• [READING PASSAGE]
In U.S. universities, economics courses have long been among the most popular elective classes of study. However, there is an inevitable division of labor between academicians, who advance theoretical and empirical economic research, and practitioners.

My professional experience incorporates some of the most significant economic events of the past 40 years. I've “been there, done that” in good times and in bad, in stable environments and in volatile ones. One of the most valuable lessons I learned is that there is no substitute for real-world experience. Experience gives one the ability to address recurring forecasting problems and a history to draw on in making new predictions. And although practice does not make perfect, experienced forecasters generally have more accurate forecasting records than their less seasoned colleagues.

In my career, I have witnessed many forecasting victories and blunders, each of which had a huge impact on the U.S. economy. Every decade saw its own particular conditions—its own forecasting challenges. These events provide more than historical anecdotes: They offer fundamental lessons in forecasting.

At the start of my career as a Wall Street forecaster, I struggled, but I became much better over time. According to a study of interest rate forecasters published by the Wall Street Journal in 1993, I ranked second in accuracy among 34 bond-rate forecasters for the decade of the 1980s.1MarketWatch, in 2004, 2006, and again in 2008 ranked me and my colleague James O'Sullivan as the most accurate forecasters of week-ahead economic data. In the autumn of 2011, Bloomberg News cited my team at UBS as the most accurate forecasters across a broad range of economic data over a two-year period.2 Earning these accolades has been a long and exciting journey.

When I first peered into the crystal ball of forecasting I found cracks. I had joined the forecasting team in the Business Conditions Division at the Federal Reserve Bank of New York in 1973—just in time to be an eyewitness to what would become, then, the worst recession since the Great Depression. As the team's rookie, I did not get to choose my assignment, and I was handed the most difficult economic variable to forecast: inventories. It was a trial by fire as I struggled to build models of the most slippery of economic statistics. But it turned out to be a truly great learning experience. Mastering the mechanics of the business cycle is one of the most important steps in forecasting it—in any economy.

A key lesson to be learned from the failures of past forecasters is to avoid being a general fighting the last war. Fed officials were so chastened by their failure to foresee the severity of the 1973–1975 recession and the associated postwar high in the unemployment rate that they determined to do whatever was necessary not to repeat that mistake. But in seeking to avoid it, they allowed real (inflation-adjusted) interest rates to stay too low for too long, thus opening the door to runaway inflation. My ringside seat to this second forecasting fiasco of the 1970s taught me that past mistakes can definitely distort one's view of the future.

By the 1980s, economists knew that the interest-rate fever in the bond market would break when rates rose enough to whack inflation. But hardly anyone knew the “magic rate” at which that would occur. With both interest rates and inflation well above past postwar experience, history was not very helpful. That is, unless the forecaster could start to understand the likely analytics of a high inflation economy—a topic to be discussed in later chapters.

• [DATA LINES]
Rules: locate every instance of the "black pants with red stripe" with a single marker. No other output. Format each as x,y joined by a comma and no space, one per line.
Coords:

• [PARTS OF THE EXERCISE]
#1 Decide whether each statement agrees with the forecasting text. Answer yes or no, and quote the words from the text that decide it.
(a) The writer joined the forecasting team at the Federal Reserve Bank of New York in 1973.
(b) The writer chose inventories as the first forecasting assignment.
(c) The 1993 Wall Street Journal study ranked the writer first among 34 bond-rate forecasters.
#2 According to the forecasting text, what did Fed officials allow to stay too low for too long?
The data placed after the forecasting text are separate material.

• [IN RESPONSE]
#1
(a) Yes: "I had joined the forecasting team in the Business Conditions Division at the Federal Reserve Bank of New York in 1973"
(b) No: "As the team's rookie, I did not get to choose my assignment"
(c) No: "I ranked second in accuracy among 34 bond-rate forecasters for the decade of the 1980s."

#2 They allowed real (inflation-adjusted) interest rates to stay too low for too long.